* WHAT IS EXPECTED *
Rewrite the rows between the line holding "the red hair" and the line holding "point(338, 155)", inclusive, with "heat-map build" replaced by "density-map build" and everything else left unchanged.

* RECORDS SHOWN *

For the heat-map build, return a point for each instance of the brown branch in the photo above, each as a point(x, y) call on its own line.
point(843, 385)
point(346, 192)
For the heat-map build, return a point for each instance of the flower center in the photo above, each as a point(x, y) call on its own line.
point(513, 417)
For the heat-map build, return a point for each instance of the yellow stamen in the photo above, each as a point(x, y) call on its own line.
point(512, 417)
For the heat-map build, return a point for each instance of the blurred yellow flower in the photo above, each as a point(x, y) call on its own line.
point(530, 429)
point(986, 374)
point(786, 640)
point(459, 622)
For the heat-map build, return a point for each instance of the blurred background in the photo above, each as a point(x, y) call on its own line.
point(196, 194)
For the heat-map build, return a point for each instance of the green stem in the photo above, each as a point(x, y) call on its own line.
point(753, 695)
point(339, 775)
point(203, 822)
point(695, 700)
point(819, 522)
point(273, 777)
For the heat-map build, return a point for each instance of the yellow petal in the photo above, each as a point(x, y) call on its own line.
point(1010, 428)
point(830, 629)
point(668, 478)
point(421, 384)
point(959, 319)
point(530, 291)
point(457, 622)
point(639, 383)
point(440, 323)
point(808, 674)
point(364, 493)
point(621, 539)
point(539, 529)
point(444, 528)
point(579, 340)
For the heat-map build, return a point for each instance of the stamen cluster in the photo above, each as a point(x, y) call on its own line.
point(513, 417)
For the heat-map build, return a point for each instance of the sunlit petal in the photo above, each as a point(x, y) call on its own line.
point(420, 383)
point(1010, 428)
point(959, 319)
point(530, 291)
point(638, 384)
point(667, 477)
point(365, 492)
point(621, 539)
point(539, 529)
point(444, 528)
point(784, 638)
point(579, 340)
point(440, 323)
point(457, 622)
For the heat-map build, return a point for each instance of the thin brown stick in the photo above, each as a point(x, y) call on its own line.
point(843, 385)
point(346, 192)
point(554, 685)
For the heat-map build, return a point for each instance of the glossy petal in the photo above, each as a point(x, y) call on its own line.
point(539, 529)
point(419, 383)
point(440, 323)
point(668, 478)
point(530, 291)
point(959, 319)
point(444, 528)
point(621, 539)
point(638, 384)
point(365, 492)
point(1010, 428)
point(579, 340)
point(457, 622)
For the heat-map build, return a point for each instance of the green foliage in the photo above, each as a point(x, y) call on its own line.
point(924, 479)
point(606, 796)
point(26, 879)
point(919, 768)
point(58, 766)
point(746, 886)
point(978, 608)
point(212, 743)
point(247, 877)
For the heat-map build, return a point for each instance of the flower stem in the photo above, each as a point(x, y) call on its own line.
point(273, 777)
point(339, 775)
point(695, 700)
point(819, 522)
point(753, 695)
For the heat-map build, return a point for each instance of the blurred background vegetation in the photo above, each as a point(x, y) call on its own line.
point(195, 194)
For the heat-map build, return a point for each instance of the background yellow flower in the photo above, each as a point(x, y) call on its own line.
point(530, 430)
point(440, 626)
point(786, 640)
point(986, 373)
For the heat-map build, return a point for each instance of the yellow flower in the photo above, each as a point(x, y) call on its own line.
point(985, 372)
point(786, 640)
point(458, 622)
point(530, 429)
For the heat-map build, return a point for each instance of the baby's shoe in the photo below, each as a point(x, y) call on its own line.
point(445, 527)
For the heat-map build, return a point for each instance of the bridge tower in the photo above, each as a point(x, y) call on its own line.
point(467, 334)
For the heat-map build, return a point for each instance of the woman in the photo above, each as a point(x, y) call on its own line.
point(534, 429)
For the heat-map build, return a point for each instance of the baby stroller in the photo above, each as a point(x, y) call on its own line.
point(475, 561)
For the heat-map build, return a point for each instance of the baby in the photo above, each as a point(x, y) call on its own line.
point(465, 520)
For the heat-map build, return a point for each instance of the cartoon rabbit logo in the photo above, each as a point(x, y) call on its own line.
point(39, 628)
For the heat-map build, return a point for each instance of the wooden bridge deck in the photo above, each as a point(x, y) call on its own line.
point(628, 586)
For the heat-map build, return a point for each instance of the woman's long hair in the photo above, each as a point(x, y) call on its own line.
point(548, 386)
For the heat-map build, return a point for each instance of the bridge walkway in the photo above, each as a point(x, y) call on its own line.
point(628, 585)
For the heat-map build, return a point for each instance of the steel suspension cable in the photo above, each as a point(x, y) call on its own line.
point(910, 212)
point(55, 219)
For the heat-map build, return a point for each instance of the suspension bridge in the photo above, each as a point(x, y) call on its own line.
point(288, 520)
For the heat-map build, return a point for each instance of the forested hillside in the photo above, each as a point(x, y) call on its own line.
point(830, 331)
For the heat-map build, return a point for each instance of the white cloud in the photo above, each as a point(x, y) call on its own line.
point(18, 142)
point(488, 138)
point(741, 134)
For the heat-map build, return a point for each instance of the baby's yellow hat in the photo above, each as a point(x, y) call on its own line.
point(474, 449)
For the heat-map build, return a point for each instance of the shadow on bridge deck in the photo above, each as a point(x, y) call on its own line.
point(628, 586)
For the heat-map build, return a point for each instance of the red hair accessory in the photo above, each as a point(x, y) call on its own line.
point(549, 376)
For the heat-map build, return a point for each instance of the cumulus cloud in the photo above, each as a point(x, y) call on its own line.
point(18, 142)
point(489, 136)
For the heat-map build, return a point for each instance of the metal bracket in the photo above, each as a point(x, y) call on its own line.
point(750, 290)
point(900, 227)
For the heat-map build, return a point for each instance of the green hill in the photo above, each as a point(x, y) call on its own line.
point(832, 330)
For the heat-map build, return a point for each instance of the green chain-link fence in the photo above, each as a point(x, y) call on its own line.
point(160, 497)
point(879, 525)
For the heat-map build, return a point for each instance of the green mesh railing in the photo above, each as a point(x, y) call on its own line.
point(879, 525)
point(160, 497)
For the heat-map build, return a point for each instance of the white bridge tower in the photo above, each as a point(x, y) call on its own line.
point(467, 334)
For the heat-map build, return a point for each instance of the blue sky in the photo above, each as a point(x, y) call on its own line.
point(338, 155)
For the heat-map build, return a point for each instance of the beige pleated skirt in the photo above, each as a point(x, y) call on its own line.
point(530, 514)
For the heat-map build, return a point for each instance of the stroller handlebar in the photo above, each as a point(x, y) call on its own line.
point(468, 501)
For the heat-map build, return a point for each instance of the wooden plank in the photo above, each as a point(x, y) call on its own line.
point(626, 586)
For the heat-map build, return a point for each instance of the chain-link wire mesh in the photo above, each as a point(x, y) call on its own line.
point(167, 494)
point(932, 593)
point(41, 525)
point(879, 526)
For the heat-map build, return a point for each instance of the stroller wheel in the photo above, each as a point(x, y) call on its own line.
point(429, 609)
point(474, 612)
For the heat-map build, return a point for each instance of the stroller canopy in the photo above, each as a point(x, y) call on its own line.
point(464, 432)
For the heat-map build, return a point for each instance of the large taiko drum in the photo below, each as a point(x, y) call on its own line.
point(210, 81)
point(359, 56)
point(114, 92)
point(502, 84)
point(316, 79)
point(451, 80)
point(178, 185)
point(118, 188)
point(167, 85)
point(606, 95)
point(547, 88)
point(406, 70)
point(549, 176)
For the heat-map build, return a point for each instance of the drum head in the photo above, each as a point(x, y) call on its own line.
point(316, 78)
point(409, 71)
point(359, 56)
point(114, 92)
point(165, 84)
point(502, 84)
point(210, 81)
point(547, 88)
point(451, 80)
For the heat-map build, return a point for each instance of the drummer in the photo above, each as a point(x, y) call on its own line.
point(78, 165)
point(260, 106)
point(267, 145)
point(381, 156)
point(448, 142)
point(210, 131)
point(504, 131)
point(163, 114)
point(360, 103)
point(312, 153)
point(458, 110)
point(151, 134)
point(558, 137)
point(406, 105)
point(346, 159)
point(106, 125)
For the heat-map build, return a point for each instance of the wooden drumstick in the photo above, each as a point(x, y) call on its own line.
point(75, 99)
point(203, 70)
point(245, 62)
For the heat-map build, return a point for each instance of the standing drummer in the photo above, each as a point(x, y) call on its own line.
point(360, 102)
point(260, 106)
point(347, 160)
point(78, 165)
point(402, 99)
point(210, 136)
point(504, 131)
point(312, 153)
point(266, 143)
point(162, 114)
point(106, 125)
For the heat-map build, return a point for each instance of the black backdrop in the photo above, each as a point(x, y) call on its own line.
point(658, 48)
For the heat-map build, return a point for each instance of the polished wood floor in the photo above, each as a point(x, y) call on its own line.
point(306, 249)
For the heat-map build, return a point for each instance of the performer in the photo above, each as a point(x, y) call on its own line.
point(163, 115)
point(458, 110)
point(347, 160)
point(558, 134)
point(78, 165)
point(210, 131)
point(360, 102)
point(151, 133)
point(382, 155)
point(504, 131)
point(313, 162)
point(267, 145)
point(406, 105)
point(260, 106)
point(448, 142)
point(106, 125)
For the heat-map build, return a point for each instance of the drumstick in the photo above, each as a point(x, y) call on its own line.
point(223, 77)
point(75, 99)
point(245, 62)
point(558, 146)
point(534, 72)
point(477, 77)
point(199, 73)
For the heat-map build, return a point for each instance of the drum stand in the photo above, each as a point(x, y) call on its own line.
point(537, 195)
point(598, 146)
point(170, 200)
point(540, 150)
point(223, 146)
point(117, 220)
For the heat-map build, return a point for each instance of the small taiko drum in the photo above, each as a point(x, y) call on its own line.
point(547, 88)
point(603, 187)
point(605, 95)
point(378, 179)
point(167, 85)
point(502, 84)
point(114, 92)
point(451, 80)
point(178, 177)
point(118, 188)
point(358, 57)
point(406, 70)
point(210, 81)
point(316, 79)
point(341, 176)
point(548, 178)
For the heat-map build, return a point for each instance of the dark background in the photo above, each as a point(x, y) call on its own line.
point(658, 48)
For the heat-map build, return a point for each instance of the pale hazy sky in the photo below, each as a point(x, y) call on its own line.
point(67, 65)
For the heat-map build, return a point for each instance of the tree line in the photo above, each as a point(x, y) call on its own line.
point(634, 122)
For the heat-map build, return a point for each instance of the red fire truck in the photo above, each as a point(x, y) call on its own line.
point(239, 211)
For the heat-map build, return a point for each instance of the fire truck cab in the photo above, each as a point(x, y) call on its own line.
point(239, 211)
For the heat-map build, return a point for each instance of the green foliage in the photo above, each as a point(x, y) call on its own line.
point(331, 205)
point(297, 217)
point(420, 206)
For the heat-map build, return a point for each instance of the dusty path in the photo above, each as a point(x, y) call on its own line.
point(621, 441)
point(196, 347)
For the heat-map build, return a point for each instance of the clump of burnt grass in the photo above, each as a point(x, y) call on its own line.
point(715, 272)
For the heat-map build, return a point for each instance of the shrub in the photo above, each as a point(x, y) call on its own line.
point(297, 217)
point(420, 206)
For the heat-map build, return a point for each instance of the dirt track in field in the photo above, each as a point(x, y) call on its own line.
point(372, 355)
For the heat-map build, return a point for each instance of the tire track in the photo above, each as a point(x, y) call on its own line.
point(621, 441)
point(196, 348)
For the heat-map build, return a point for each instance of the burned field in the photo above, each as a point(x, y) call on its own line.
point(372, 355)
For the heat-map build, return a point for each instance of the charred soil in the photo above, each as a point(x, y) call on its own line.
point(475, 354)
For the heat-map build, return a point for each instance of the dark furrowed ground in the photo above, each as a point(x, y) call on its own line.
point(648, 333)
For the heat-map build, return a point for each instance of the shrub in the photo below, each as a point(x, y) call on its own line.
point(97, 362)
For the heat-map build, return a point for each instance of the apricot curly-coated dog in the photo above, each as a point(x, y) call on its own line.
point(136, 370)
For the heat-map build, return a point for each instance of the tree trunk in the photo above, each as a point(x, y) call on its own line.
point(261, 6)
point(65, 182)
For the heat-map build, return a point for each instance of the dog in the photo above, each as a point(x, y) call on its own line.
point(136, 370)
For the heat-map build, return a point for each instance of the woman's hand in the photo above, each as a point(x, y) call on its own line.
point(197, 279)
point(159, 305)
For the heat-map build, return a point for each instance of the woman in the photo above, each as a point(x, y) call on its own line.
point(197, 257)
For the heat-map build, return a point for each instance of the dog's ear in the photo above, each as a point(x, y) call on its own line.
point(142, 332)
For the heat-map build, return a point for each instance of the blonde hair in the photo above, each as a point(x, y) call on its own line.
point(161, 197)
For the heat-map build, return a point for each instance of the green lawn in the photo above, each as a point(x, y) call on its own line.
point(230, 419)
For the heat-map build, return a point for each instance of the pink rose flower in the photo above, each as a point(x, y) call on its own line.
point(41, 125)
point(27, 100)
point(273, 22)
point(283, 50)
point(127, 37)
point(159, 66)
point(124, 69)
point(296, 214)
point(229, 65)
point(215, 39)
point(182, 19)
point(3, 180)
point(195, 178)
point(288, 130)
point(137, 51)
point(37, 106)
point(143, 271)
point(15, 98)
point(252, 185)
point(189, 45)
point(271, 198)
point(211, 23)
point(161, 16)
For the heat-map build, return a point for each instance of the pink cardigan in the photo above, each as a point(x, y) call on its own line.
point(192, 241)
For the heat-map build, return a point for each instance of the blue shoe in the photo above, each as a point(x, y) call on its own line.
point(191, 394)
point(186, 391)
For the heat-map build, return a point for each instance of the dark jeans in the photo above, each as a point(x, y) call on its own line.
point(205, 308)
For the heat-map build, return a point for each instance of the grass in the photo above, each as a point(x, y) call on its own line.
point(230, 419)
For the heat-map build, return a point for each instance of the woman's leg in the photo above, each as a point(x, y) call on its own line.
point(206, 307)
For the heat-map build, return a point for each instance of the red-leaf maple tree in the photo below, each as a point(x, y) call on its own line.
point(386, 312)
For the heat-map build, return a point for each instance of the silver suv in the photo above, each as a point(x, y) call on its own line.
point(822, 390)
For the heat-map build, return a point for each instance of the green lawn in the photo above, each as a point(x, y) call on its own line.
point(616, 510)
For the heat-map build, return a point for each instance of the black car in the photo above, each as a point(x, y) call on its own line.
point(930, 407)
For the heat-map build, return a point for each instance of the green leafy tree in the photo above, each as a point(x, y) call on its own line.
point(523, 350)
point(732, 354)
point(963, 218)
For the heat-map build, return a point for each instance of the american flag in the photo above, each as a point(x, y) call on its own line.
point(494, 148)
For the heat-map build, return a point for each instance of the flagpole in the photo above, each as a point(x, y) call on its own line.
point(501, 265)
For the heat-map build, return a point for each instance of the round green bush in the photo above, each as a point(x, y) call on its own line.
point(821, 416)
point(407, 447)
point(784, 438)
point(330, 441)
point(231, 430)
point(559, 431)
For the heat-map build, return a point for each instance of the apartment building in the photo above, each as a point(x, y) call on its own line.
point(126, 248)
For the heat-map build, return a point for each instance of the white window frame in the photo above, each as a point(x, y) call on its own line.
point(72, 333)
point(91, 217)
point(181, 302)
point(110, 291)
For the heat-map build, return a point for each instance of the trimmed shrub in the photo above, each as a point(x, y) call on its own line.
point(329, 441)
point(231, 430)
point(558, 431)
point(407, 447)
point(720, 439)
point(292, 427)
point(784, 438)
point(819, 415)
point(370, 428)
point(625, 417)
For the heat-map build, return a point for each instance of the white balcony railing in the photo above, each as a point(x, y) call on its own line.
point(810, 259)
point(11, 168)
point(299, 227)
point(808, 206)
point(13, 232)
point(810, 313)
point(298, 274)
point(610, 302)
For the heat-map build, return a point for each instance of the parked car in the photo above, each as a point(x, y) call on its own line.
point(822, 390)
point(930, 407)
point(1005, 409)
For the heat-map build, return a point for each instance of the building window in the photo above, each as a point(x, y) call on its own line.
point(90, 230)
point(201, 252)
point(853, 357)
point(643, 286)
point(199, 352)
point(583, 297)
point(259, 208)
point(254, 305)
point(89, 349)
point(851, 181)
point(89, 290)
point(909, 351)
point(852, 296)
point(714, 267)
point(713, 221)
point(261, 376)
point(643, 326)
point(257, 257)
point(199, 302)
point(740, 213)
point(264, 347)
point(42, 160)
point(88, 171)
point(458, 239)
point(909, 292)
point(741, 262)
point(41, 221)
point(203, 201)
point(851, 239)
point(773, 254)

* RESPONSE FOR THIS EXERCISE *
For the density-map build, return a point for each instance of the red hair accessory in the photo above, each as a point(x, y) call on its own line.
point(549, 376)
For the density-map build, return a point for each instance of the cumulus cloud in the photo above, each as a point(x, y) call on its own line.
point(18, 142)
point(489, 136)
For the density-map build, return a point for each instance of the metal bracket in the photo above, each as a point(x, y) call on its own line.
point(750, 290)
point(900, 227)
For the density-map build, return a point for each instance of the green hill in the photo above, each as a point(x, y) call on its own line.
point(832, 330)
For the density-map build, return a point for each instance of the green chain-link fence in the photo above, each as a point(x, y) call on its own line.
point(160, 497)
point(879, 525)
For the density-map build, return a point for each instance of the green mesh railing in the photo above, each as a point(x, y) call on its own line.
point(879, 525)
point(160, 497)
For the density-map build, return a point for each instance of the white bridge tower in the photo above, each as a point(x, y) call on its own line.
point(467, 334)
For the density-map build, return a point for each instance of the blue sky in the photo above, each as a point(x, y) call on its own line.
point(338, 155)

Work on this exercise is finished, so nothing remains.